[Source records]
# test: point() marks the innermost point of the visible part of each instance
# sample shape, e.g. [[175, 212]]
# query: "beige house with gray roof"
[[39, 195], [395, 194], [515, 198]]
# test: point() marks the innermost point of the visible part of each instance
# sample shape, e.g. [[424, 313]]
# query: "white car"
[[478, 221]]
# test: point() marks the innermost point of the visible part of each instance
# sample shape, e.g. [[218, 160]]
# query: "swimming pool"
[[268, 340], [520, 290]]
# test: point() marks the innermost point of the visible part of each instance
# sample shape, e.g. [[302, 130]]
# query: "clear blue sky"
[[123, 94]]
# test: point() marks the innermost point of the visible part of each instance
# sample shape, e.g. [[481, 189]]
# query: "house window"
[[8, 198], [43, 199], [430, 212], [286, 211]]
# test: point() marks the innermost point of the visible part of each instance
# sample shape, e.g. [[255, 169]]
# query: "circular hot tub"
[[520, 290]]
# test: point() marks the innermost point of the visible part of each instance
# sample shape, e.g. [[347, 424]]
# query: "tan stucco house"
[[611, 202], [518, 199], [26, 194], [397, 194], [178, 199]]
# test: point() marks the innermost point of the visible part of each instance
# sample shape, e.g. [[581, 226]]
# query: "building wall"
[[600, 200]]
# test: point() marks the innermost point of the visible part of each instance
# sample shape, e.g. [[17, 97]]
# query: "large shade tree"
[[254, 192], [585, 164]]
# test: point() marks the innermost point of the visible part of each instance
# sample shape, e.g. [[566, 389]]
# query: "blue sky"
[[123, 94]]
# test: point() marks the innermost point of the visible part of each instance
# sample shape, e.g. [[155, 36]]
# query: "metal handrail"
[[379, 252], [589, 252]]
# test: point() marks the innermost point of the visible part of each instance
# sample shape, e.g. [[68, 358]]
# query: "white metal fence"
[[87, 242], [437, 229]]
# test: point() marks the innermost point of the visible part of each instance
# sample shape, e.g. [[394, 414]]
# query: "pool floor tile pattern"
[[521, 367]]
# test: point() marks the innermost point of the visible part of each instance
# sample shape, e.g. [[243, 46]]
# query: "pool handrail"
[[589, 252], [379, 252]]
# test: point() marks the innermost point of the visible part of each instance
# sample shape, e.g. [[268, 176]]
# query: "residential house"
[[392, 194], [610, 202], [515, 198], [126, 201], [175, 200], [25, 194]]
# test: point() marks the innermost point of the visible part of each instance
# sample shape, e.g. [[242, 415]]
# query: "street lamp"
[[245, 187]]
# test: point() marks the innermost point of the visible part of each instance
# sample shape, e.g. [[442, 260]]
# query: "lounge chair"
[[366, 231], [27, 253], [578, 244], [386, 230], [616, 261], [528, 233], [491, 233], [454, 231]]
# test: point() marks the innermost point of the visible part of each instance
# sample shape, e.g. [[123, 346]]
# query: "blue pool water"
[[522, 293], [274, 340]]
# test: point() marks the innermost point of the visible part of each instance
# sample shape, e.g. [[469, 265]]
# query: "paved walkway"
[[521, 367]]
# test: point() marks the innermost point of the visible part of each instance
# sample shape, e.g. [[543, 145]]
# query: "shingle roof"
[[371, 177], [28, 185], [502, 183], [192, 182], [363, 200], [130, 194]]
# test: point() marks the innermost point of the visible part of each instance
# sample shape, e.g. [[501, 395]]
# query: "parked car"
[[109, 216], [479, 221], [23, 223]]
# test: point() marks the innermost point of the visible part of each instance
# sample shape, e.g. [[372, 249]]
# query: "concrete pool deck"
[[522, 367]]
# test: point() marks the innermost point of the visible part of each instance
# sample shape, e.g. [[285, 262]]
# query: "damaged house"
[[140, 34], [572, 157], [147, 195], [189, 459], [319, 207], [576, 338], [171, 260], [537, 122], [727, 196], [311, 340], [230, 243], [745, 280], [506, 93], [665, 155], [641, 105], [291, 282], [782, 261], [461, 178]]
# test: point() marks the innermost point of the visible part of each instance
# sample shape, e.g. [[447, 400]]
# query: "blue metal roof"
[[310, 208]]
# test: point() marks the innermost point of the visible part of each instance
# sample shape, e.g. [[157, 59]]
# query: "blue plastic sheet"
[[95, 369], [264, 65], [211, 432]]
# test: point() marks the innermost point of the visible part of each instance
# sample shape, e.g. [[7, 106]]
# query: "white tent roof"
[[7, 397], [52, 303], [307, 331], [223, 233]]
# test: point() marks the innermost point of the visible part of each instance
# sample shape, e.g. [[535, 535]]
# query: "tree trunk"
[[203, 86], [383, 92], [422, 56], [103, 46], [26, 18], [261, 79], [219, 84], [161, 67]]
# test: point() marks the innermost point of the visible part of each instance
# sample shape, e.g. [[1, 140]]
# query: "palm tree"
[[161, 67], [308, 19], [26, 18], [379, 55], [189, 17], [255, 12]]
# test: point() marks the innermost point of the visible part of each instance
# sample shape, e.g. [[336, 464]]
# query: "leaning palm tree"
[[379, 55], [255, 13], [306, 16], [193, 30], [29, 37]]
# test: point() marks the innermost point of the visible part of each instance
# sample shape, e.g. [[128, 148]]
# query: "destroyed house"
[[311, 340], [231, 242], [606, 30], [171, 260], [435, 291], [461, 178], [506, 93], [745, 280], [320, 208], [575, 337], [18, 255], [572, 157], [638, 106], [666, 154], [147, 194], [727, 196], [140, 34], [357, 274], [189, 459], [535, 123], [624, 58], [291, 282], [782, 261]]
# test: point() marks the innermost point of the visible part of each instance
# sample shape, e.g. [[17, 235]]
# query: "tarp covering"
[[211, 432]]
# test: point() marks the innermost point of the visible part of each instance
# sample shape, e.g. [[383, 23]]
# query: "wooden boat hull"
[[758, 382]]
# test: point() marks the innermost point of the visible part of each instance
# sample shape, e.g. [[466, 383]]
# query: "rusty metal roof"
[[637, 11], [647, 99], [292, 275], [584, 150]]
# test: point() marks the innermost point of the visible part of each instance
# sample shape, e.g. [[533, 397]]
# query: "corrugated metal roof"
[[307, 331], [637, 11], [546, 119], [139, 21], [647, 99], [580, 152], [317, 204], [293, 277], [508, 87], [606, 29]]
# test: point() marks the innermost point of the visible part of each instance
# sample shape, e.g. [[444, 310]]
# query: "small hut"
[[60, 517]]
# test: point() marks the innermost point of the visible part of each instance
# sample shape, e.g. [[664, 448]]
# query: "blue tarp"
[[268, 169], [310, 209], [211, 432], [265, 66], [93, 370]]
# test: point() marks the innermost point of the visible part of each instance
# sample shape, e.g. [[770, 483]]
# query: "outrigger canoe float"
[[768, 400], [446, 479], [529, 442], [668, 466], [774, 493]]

> [Exercise aim] Copy the entries above exactly, leaving none out.

> [Final answer]
# test: point() marks the innermost point of the visible part of each instance
# sample shape, e.g. [[175, 212]]
# query: "beige house with gray roof"
[[39, 195], [395, 194], [515, 198]]
# test: point() marks the innermost point of the visible part of each instance
# sample shape, e.g. [[424, 313]]
# query: "white car"
[[478, 221]]
# test: point() marks the innermost point of the visible part of each instance
# sample shape, e.g. [[218, 160]]
# query: "swimming pool"
[[268, 340], [520, 290]]
# test: point() marks the innermost point of the visible part of each instance
# sample shape, e.g. [[302, 130]]
# query: "clear blue sky"
[[123, 94]]
# test: point() marks the innermost point of the visible part of each instance
# sample shape, e.g. [[481, 189]]
# query: "house window"
[[8, 198], [43, 199], [430, 212], [286, 211]]
# test: point() marks the innermost point of the visible part of each instance
# sample shape, e.g. [[255, 169]]
# query: "circular hot tub"
[[520, 290]]
# test: point() marks the innermost point of the visible part of each instance
# sample shape, e.g. [[347, 424]]
# query: "tan stucco house"
[[611, 202], [518, 199], [26, 194], [397, 194], [178, 199]]
# test: point() marks the innermost point of the visible part of each instance
# sample shape, e.g. [[581, 226]]
# query: "building wall"
[[600, 200]]
# test: point() marks the innermost point of the visible part of each instance
# sample shape, e.g. [[17, 97]]
# query: "large shade tree"
[[254, 192], [585, 164]]
# test: point() marks the innermost point of the visible part of each instance
# sample shape, e.g. [[566, 389]]
# query: "blue sky"
[[123, 94]]
# test: point() marks the innermost point of the visible part of each instance
# sample shape, e.g. [[155, 36]]
# query: "metal handrail"
[[379, 252], [589, 252]]
# test: point() marks the innermost point of the visible part of each instance
# sample shape, e.g. [[68, 358]]
# query: "white metal fence"
[[87, 242], [437, 229]]
# test: point() marks the innermost point of the visible part of each instance
# sample shape, e.g. [[394, 414]]
# query: "pool floor tile pattern"
[[521, 367]]
# test: point() marks the innermost point of the visible part of each instance
# sample shape, e.g. [[243, 46]]
# query: "pool handrail"
[[589, 252], [379, 252]]
# test: point() marks the innermost point of the visible part of each instance
# sample shape, e.g. [[268, 176]]
# query: "residential house"
[[392, 194], [610, 202], [515, 198], [126, 201], [175, 200], [25, 194]]
# test: point() marks the innermost point of the visible part of each instance
# sample shape, e.g. [[242, 415]]
# query: "street lamp"
[[245, 187]]
# test: point() marks the innermost point of the visible part of each instance
# sample shape, e.g. [[442, 260]]
# query: "lounge chair"
[[366, 231], [27, 253], [578, 244], [386, 230], [616, 261], [528, 233], [491, 233], [454, 231]]
# test: point() marks the innermost point of the visible part of each instance
# sample shape, e.g. [[123, 346]]
# query: "blue pool water"
[[522, 293], [274, 340]]
# test: point() marks the innermost point of the visible part of each instance
# sample shape, e.g. [[469, 265]]
# query: "paved walkway"
[[521, 367]]
# test: point() marks the innermost point of the visible part of each instance
# sample shape, e.g. [[543, 145]]
# query: "shingle roof"
[[371, 177], [28, 185], [502, 183], [192, 182], [363, 200], [130, 194]]
# test: point() marks the innermost point of the visible part of each instance
# sample shape, e.g. [[501, 395]]
# query: "parked car"
[[109, 216], [479, 221], [23, 223]]
# test: point() marks the innermost point of the visible part of each instance
# sample shape, e.g. [[372, 249]]
# query: "concrete pool deck"
[[522, 367]]
# test: point() marks the innermost point of the visible part of each instance
# sample shape, e.g. [[285, 262]]
# query: "damaged house"
[[140, 34], [572, 157], [147, 195], [189, 459], [319, 207], [576, 338], [171, 260], [537, 122], [727, 196], [311, 340], [230, 243], [745, 280], [506, 93], [665, 155], [641, 105], [291, 282], [782, 261], [461, 178]]
# test: point() marks the innermost point of the visible part of each instance
# sample shape, e.g. [[447, 400]]
# query: "blue metal roof"
[[310, 208]]
# test: point() marks the innermost point of the visible part of each instance
# sample shape, e.g. [[157, 59]]
# query: "blue plastic sheet"
[[95, 369], [264, 65], [211, 432]]
# test: point() marks the innermost point of the visible part of each instance
# sample shape, e.g. [[7, 106]]
# query: "white tent roof"
[[7, 397], [52, 303], [307, 331], [223, 233]]
# test: point() marks the innermost point of the visible part of each instance
# sample shape, e.g. [[535, 535]]
# query: "tree trunk"
[[203, 86], [383, 92], [422, 56], [103, 46], [26, 18], [261, 79], [219, 84], [161, 67]]
# test: point() marks the innermost point of the visible part of each instance
# sample shape, e.g. [[1, 140]]
# query: "palm tree"
[[161, 67], [308, 19], [26, 18], [379, 55], [189, 17], [255, 12]]
# test: point() marks the innermost point of the visible part of each instance
# sample shape, e.g. [[336, 464]]
# query: "leaning palm tree"
[[379, 55], [255, 13], [306, 16], [193, 30], [29, 37]]
# test: point() marks the innermost point of the visible part of each instance
# sample shape, e.g. [[128, 148]]
# query: "destroyed house"
[[311, 340], [231, 242], [606, 30], [171, 260], [435, 291], [461, 178], [506, 93], [745, 280], [320, 208], [575, 337], [18, 255], [572, 157], [638, 106], [666, 154], [147, 194], [727, 196], [140, 34], [357, 274], [189, 459], [535, 123], [624, 58], [291, 282], [782, 261]]
# test: point() marks the innermost point of the visible part of each instance
# sample shape, e.g. [[17, 235]]
# query: "tarp covering"
[[211, 432]]
# test: point() marks the innermost point of the visible part of each instance
# sample shape, e.g. [[383, 23]]
# query: "wooden boat hull"
[[758, 382]]
# test: point() marks the innermost point of the visible part of each instance
# sample shape, e.g. [[466, 383]]
# query: "rusty metal roof"
[[637, 11], [647, 99], [292, 275], [584, 150]]
# test: point() marks the innermost point of the visible part of each instance
# sample shape, e.g. [[533, 397]]
# query: "corrugated metal roof"
[[307, 331], [637, 11], [546, 119], [139, 21], [647, 99], [580, 152], [317, 204], [293, 277], [508, 87], [606, 29]]
# test: point() marks the innermost point of the visible part of each instance
# sample shape, e.g. [[444, 310]]
# query: "small hut"
[[60, 517]]
# test: point() marks the innermost point of the visible part of each instance
# sample shape, e.g. [[664, 448]]
# query: "blue tarp"
[[268, 169], [310, 209], [211, 432], [265, 66], [93, 370]]
# test: point() marks the innermost point of the visible part of each instance
# sample shape, e.g. [[770, 483]]
# query: "outrigger canoe float"
[[768, 400], [446, 479], [529, 442], [668, 466], [774, 493]]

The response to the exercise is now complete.